Tuesday, February 13, 2007

BAGHDAD — The Iraqi commander of the Baghdad security crackdown announced yesterday that Iraq will close its borders with Syria and Iran for 72 hours as part of the drive to end the violence that has threatened to divide the capital along sectarian lines.

Ahead of the crackdown, anti-American cleric Muqtada al-Sadr fled Iraq for Iran some weeks ago and is thought to be in Tehran, where he has family, a senior U.S. official said yesterday.

Addressing the nation on behalf of Prime Minister Nouri al-Maliki, Lt. Gen. Abboud Gambar also said that Baghdad’s nighttime curfew would be expanded by an hour and that permits allowing civilians to carry weapons in public would be suspended during the operation, which he suggested could last weeks.



Gen. Gambar made the announcement hours after a suicide truck bomber struck a government warehouse in a mainly Shi’ite Muslim neighborhood of the capital, killing at least 15 persons and wounding 27, police and hospital officials said. A parked car bomb exploded near a bakery in another Shi’ite area, killing four persons and wounding four, police said.

The U.S. military announced that an American soldier died in combat Sunday in the volatile Anbar province, west of Baghdad, raising to 42 the number of U.S. personnel killed this month.

The general did not say when the borders would close, but another official said it was expected within two days. The official, who spoke on the condition of anonymity because he was not authorized to speak to journalists, added that the borders would reopen only partly after the 72-hour closing.

The United States has long charged that Iran and Syria let extremists use their territory to slip into Iraq to attack U.S. and Iraqi forces as well as civilians.

Iraqi authorities have routinely echoed the U.S. charges against Syria, but they rarely make that accusation against Iran, with which Iraq’s Shi’ite-led government has close relations.

Gen. Gambar said Baghdad’s nighttime curfew would be extended by one hour when the security drive kicks off fully, running from 8 p.m. to 6 a.m.

The U.S. military announced last week that the clampdown had begun, although Iraqis have seen little evidence of that. President Bush has committed 21,500 more Americans to the operation, which is expected to involve 90,000 Iraqi and U.S. troops.

Gen. Gambar said he would report to Mr. al-Maliki weekly to discuss progress in the operation.

His address suggested that Iraqi authorities plan to exercise wide powers while waging the crackdown. A criminal court, for example, will hold emergency hearings on cases involving killing, theft, rape, kidnapping, damage to public property, and possession and transfer of arms and ammunition, he said.

Gen. Gambar, a Shi’ite and a veteran of the 1991 Persian Gulf War under Saddam Hussein, said security forces also plan to monitor mail, parcels, telegrams and wireless communication devices during the operation.

He said security forces would try to avoid intruding in places of worship but added that they would do so in “cases of extreme emergencies when it is feared that these places pose a threat to the lives of citizens or if they are used for unlawful purposes.” U.S. and Iraqi authorities have said that Sunni Arab insurgents use mosques to store arms or fire at troops.

▶ **Material supplied**
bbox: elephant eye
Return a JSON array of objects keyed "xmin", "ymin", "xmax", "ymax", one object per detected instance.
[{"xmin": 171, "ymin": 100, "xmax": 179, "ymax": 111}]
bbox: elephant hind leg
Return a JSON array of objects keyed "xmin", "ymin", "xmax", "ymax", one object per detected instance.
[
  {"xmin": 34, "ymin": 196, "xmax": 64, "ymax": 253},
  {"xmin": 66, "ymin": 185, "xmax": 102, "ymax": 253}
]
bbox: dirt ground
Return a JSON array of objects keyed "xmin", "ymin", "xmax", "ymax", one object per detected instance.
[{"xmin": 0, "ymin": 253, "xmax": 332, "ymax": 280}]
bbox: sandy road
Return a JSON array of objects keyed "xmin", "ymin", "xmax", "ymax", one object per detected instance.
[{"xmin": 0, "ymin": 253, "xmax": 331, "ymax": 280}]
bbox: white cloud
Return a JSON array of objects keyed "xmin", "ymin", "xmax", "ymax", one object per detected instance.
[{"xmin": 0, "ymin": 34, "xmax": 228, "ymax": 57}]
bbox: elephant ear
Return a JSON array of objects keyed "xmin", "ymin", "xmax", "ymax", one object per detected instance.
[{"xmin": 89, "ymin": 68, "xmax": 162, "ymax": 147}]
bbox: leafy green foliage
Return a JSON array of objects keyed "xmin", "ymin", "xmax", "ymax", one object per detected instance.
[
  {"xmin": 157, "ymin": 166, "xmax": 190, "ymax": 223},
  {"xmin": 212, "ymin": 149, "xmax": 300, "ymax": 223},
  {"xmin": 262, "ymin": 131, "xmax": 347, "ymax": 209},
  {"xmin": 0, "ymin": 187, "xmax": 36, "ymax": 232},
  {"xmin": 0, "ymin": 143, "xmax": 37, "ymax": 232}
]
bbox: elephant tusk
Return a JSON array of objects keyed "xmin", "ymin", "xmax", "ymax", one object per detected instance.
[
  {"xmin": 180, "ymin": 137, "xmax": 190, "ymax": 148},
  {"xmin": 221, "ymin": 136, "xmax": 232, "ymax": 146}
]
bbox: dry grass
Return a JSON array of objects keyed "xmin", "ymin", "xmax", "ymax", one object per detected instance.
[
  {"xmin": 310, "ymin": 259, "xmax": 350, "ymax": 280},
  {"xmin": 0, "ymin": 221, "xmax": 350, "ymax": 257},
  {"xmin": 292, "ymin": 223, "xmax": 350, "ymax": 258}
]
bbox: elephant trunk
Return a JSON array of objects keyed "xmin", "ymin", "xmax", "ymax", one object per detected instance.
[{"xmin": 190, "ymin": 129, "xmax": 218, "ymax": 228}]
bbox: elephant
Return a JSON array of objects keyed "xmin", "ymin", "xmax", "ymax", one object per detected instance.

▶ **What is being asked**
Using the article on the Baghdad security crackdown, decide whether each statement agrees with it: (a) Baghdad's extended curfew will run from 8 p.m. to 6 a.m.; (b) Gen. Gambar gave a date for the border closing; (c) Iraqi authorities often accuse Iran of letting extremists enter Iraq. Answer yes or no for each and quote the words from the article that settle it. The data have no connection to the article on the Baghdad security crackdown.

▶ **Solution for this exercise**
(a) Yes: "running from 8 p.m. to 6 a.m."
(b) No: "The general did not say when the borders would close"
(c) No: "they rarely make that accusation against Iran"